[Named-object pointing rows]
>>>>

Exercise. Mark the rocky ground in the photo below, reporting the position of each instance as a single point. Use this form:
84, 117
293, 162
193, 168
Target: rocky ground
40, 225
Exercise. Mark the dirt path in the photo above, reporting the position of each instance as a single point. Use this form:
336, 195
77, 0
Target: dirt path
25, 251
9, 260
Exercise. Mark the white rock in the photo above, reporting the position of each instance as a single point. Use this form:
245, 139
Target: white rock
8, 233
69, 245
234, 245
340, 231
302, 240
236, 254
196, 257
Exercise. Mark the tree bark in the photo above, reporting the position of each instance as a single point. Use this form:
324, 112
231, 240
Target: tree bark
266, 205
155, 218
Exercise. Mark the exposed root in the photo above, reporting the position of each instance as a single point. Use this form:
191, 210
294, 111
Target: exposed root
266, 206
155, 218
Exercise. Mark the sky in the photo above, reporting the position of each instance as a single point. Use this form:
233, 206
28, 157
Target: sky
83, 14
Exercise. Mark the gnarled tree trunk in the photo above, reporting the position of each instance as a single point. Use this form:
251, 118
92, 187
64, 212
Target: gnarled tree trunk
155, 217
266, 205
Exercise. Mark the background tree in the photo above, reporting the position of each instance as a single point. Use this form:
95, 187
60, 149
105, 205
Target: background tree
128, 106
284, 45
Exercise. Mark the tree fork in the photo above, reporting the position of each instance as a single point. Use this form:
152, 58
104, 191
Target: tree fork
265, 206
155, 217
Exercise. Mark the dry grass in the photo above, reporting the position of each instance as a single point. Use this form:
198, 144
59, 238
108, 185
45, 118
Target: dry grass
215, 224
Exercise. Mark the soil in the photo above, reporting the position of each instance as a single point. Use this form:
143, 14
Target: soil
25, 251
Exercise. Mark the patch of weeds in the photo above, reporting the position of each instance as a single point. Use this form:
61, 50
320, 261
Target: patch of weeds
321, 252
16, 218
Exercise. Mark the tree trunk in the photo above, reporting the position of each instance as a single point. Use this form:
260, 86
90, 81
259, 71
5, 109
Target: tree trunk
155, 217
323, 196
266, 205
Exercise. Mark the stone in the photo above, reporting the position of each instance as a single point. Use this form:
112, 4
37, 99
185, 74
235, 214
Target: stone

<<<<

> EXERCISE GOAL:
Render each line of the rows above as a JSON list of strings, with one string per line and any blank lines omitted.

> REPLY TO THE EXERCISE:
[
  "Exercise. Mark the rocky ground in the photo below, reporting the position of each instance as a single point. Use this form:",
  "84, 117",
  "293, 162",
  "193, 168",
  "Target: rocky ground",
  "40, 225",
  "Exercise. Mark the dirt path in the photo above, reporting the position of each instance as a single point. Use this form:",
  "336, 195",
  "77, 0",
  "Target: dirt path",
  "25, 251",
  "9, 260",
  "Exercise. Mark the white rock in the photo above, reporting the position of each instance as a single point. Use this form:",
  "245, 139",
  "Target: white rock",
  "8, 233",
  "69, 245",
  "234, 245",
  "340, 231",
  "302, 240",
  "236, 254",
  "196, 257",
  "Exercise. Mark the tree bark in the photo above, reporting the position of each instance as a single point. Use this form:",
  "324, 112",
  "231, 240",
  "Target: tree bark",
  "266, 205",
  "155, 218",
  "Exercise. Mark the exposed root in the photo above, reporting the position of each instance as a single point. Use this form:",
  "191, 210",
  "294, 111",
  "Target: exposed root",
  "266, 206",
  "155, 218",
  "Exercise. Mark the sky in the photo above, reporting the position of each instance as a single point. Use this form:",
  "233, 206",
  "28, 157",
  "Target: sky",
  "83, 14",
  "Exercise. Mark the gnarled tree trunk in the photo above, reporting the position of each instance as a single point. Use this form:",
  "251, 118",
  "92, 187",
  "64, 212",
  "Target: gnarled tree trunk",
  "155, 217",
  "266, 205",
  "Exercise. Mark the background tree in the photo above, reporting the position of each instance as a single point. Use this form:",
  "95, 187",
  "60, 149",
  "105, 205",
  "Target: background tree",
  "128, 106",
  "284, 45",
  "Exercise. Mark the tree fork in the photo above, reporting the position of each instance as a single point. Use this form:",
  "152, 58",
  "104, 191",
  "Target: tree fork",
  "265, 206",
  "155, 217",
  "Exercise. Mark the dry grass in the photo above, reporting the position of each instance as a single point. Use this form:",
  "198, 144",
  "59, 238",
  "108, 185",
  "45, 118",
  "Target: dry grass",
  "215, 224",
  "Exercise. Mark the soil in the photo above, reporting the position of each instance as a single point. Use this form:",
  "143, 14",
  "Target: soil",
  "25, 251",
  "Exercise. Mark the patch of weeds in the photo above, reporting the position of each instance as a single point. Use this form:",
  "61, 50",
  "320, 261",
  "Target: patch of weeds",
  "321, 252",
  "16, 218",
  "Exercise. Mark the tree trunk in the photo above, reporting the position of each instance as a single point. Use this form:",
  "260, 86",
  "90, 81",
  "259, 71",
  "5, 109",
  "Target: tree trunk",
  "155, 217",
  "323, 196",
  "266, 205",
  "Exercise. Mark the stone in the photo above, reporting the position of each instance as a single point. Use this form:",
  "112, 4",
  "37, 99",
  "185, 74",
  "235, 214",
  "Target: stone"
]